To do: Copy every line of the records below without any changes, but leave out the pictures.
==== Data shown
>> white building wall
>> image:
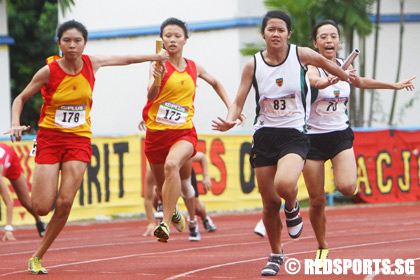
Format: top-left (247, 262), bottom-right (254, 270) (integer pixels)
top-left (355, 0), bottom-right (420, 127)
top-left (0, 1), bottom-right (10, 136)
top-left (0, 0), bottom-right (420, 135)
========
Correct answer:
>> white building wall
>> image:
Format: top-left (247, 262), bottom-right (254, 270) (integer pixels)
top-left (355, 0), bottom-right (420, 127)
top-left (0, 1), bottom-right (10, 136)
top-left (0, 0), bottom-right (420, 135)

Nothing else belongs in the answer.